*TASK TO CARRY OUT*
Lay out all of the material below as a two-column CSV with the header text,answer, one row per text–answer pair. Put each value in its own double-quoted field with line breaks converted to spaces, and omit the pictures.

··· EXERCISE INPUT

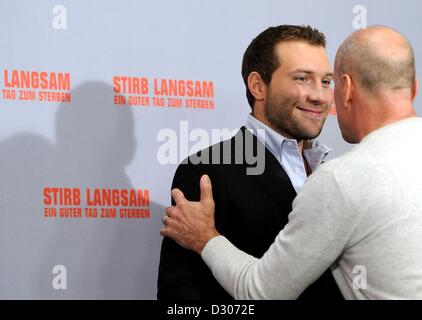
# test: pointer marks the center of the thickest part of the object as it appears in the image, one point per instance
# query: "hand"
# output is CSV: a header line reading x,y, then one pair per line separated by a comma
x,y
191,224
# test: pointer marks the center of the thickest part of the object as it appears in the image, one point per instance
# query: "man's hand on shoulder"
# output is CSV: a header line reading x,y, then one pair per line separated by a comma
x,y
191,224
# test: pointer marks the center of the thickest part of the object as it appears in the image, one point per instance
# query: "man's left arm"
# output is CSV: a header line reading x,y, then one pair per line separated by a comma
x,y
319,227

······

*ANSWER FOR THIS EXERCISE*
text,answer
"# test: pointer marks the center of the thickest part of the object as it appears in the image, one point per instance # query: ""hand"" # output is CSV: a header line reading x,y, then one pair per line separated by a comma","x,y 191,224"
"# test: pointer marks the center of the thickest part of the object as it appears in the image, one point per instance # query: ""man's hand on shoulder"" # output is CSV: a header line reading x,y, then one pair per line separated by a comma","x,y 191,224"
"# test: pointer marks the center of the thickest part of the object as it appears in the image, one point per instance # query: ""man's left arm"" # output is CSV: a header line reading x,y, then one pair per line separated by a comma","x,y 319,227"